Instructions to follow
The records below are to be retyped in full. Keep every word.
■ ■ ■ ■ ■ ■ ■
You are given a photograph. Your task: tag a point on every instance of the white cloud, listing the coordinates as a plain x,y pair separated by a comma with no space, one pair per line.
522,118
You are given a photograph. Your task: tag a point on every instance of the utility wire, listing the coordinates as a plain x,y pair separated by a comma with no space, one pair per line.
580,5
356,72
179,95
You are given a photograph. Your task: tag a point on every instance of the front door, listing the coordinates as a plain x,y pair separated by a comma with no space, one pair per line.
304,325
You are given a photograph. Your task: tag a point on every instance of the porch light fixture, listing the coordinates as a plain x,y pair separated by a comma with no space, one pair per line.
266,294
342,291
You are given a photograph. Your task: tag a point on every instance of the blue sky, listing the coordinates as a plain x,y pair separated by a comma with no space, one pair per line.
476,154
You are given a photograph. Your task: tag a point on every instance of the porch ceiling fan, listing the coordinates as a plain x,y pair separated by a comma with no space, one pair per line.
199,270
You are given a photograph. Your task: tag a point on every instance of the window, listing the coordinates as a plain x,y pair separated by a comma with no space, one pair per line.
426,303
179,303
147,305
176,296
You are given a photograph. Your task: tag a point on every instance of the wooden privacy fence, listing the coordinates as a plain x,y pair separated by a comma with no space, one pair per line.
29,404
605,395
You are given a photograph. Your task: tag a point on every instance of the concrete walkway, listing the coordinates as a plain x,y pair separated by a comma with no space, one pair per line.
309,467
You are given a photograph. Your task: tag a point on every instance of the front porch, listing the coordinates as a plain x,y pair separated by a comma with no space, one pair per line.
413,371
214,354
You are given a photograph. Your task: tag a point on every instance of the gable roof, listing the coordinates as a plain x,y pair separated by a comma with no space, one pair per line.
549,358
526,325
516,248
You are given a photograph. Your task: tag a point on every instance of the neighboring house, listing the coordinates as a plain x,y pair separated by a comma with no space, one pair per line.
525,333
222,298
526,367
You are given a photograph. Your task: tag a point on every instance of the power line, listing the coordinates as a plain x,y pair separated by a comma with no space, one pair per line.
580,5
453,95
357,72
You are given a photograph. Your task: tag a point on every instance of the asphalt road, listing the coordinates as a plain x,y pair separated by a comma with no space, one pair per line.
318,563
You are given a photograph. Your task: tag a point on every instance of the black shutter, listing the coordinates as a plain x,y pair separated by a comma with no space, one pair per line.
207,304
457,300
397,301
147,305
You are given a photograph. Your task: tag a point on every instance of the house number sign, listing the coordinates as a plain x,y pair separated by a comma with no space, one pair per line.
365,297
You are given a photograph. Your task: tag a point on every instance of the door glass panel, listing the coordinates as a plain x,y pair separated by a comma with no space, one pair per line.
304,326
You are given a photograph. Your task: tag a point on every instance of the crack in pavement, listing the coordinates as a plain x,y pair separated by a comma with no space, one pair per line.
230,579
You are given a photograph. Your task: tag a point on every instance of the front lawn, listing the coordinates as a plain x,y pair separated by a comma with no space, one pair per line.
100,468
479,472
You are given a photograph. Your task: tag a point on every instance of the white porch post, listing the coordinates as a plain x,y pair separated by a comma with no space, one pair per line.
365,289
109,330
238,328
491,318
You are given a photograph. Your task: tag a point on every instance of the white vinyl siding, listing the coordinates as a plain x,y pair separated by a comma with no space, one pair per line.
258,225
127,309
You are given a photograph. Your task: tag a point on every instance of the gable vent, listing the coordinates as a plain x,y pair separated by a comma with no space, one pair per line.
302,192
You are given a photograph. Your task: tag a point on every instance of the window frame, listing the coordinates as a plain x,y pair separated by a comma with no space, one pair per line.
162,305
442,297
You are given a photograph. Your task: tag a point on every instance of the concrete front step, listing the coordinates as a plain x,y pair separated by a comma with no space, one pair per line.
■ ■ ■ ■ ■ ■ ■
Written reply
You are given a photograph. Your task: tag a point on every instance of the white cloud, listing the coordinates as a plain x,y pair separated by a comma with no space, one pair per line.
522,118
You are given a photograph. Your task: tag a point on every instance of the utility wire, listing the coordinates as a plain x,y pair separated by a comma with no space, one pair per line.
580,5
356,72
179,95
You are given a photograph. Your task: tag a point on every instance of the front door, listing the coordinates as a plain x,y pair separated by a comma with no space, one pair per line.
304,325
You are given a photograph. Your task: tag a point on every instance of the porch light fixture, listing the coordinates as a plain x,y pair separated by a comma with no space, one pair per line.
266,294
342,291
You are given a photograph. Your task: tag a point on every instance of the blue sky, listing the coordinates as a plain x,y pair separated by a comma with no space, one pair per line.
476,154
You are given a photograph. Your task: tag a point on every instance of the porch ceiling fan, listing the coordinates as a plain x,y pair separated by a comma with no space, one pair per line.
199,270
You are given a photograph. Your task: tag a point on every instance of the window, listing the coordinates as a plain x,y pair separated by a comma with no space, one pair per line.
426,303
179,303
147,305
176,296
You are given a photograph. Your task: tag a point on every instance of the wooden privacy fence, listing the coordinates as a plain x,y pair separated by a comma with no space, one pair per line.
29,404
605,395
You are given a photograph. Your task: tag a point on every instance of the concrete walkway, listing the coordinates as a plain x,y pair separated by a comma with no space, one pair per line.
309,467
You are given a photograph. Your task: tag a point on every instance of the front porch, listing the coordinates as a plain x,y pair separated by a comma with no space, one pair per line.
413,371
214,354
You are given a photograph. Your task: tag a point on every instance of the gable roof, listing the coordinates as a plain x,y pair separated by a comma with no space, one pair per line.
549,358
526,325
516,248
You are given a photograph. Your task: tag a point on every instance of the neighboring house, listing the coordinates as a plain x,y pair separated by a comma with no space, one pair per line.
525,333
222,298
526,367
You are given a photograph. Your task: tag a point on every instance of the power line, listing the coordinates as a plain x,y pair separated by a comma with no space, one pair per line.
580,5
453,95
357,72
You are given a photograph. Your task: tag a point on every instance of the asphalt road, listing the coordinates as a plain x,y pair separated by a comma with no space, one pair per line.
318,563
You are given a photograph. Your task: tag a point on every instance of the black shutter, listing the coordinates as a plain x,y pair separated by a comma with no space, one pair per line.
207,304
457,300
397,301
147,305
You are given a photograph. Your task: tag a point on every instance of the house number sign, listing the coordinates as a plain x,y pair separated by a comma with no space, one pair per line.
365,297
You are given a photograph. Your task: tag a point on every instance of the door glass panel, listing the coordinates as a plain x,y pair separated by a comma with no space, one pair per line.
304,326
You are given a photograph. Your task: tag a point on every instance of the crack in pavement, listing the coordinates as a plain x,y pair separated by a comma with no space, one pair per line.
230,579
You are given a photograph. Your task: tag a point on every instance of the front lawn, listing the coordinates as a plain x,y pair separated by a comma with no space, one pair per line.
100,468
479,472
You are given a photograph. Your task: tag a point on every instance of the white porch post, listing the coordinates as a plain x,y pair separated by a comma with no space, one pair per line.
365,289
109,330
238,328
491,318
You are given a photograph. Your task: tag a point on every instance of the white vinyl siding, listing the coordinates as a plain x,y pair separated by a comma with no space, one pair per line.
258,225
127,309
You are given a photograph. Your task: tag a point on every instance of the gable vent, listing the coordinates as a plain x,y pair separated by a comma with no space, one pair per line.
302,192
You are given a photograph. Your task: tag a point on every instance of the window frame, listing the coordinates as a plain x,y pair separated by a comma with no space, one pair per line.
162,305
442,297
You are given a photograph. Your task: tag a point on every instance of the concrete front step, listing the coordinates as a plain x,y pair separated by a comma with no space, one pair per line.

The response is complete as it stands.